# Finally but...



## DNL2448 (Feb 13, 2009)

Finally I got to do some training with Dooley, but alas, it has been a long time. We got into a quasi routine in the new place so grabbed our dummy launcher and a couple bumpers and set out to the field to stretch both of legs and de-stress from the move. 

Well, you know, you gotta train daily (or close to it), to keep that sharply tuned canine companion. Dooley tried and had A LOT of fun but, in my mind, I'm kicking myself for not making more time to get the dogs out. 

So, my mission, should I choose to accept it (and I do) is to get out there and work with Doo and Breeze, at least 5 times a week, until we can get back to form. And my timing couldn't be better...Just in time for the snow to fly! At least in our new place, we have a large shop I can work in. 

Glad to be back to the forum as well. Talk to you all later.

[Extracted material]
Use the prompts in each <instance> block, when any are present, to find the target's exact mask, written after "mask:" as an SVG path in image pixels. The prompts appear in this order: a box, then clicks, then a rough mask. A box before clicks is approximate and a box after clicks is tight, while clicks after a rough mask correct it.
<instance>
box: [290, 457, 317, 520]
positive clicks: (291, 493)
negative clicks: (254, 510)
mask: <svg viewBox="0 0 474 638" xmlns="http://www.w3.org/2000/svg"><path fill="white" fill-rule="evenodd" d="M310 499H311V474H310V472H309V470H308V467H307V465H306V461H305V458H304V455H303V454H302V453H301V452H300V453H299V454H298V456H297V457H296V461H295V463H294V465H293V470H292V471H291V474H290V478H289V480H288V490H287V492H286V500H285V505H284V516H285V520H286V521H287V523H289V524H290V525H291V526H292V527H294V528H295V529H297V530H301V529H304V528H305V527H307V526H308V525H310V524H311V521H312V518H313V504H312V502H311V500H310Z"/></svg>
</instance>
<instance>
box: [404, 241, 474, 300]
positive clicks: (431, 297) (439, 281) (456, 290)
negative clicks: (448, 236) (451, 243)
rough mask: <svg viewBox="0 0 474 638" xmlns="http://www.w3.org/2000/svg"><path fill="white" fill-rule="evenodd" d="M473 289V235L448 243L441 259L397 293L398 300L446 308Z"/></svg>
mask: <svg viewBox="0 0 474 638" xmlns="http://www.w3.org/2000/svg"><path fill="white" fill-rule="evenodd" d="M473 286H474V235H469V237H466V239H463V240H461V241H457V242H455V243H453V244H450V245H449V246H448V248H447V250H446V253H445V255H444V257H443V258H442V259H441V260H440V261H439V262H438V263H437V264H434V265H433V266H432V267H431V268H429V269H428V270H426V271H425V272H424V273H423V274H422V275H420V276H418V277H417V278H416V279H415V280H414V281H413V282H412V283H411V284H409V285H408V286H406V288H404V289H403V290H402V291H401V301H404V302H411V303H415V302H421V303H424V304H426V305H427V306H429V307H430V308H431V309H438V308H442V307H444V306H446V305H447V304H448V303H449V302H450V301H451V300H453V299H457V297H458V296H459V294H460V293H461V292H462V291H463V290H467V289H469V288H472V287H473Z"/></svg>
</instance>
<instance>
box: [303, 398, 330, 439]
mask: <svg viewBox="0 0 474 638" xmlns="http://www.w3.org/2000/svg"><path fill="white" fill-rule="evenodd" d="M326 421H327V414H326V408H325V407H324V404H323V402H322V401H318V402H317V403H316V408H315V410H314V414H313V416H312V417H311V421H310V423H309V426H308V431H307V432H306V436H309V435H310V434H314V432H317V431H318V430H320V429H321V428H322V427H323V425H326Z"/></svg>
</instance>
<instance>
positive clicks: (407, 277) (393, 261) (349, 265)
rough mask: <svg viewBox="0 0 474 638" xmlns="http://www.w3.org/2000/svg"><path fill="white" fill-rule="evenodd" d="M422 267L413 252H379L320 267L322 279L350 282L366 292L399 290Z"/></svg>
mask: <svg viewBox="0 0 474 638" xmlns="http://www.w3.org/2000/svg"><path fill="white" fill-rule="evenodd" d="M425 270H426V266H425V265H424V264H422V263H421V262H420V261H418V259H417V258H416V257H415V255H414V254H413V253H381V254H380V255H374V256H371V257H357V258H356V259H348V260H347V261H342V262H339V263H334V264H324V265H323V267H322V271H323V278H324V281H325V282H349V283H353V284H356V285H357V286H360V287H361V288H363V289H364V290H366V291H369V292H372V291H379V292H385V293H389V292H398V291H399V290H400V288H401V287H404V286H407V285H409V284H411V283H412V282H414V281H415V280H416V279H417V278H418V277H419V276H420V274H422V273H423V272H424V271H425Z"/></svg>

[What to work on] Update the dog training post from "Well, you know, you" to "the dogs out.", changing "canine companion" to "hunting retriever". The items come from a separate source, not from the dog training post.

[Response]
Well, you know, you gotta train daily (or close to it), to keep that sharply tuned hunting retriever. Dooley tried and had A LOT of fun but, in my mind, I'm kicking myself for not making more time to get the dogs out.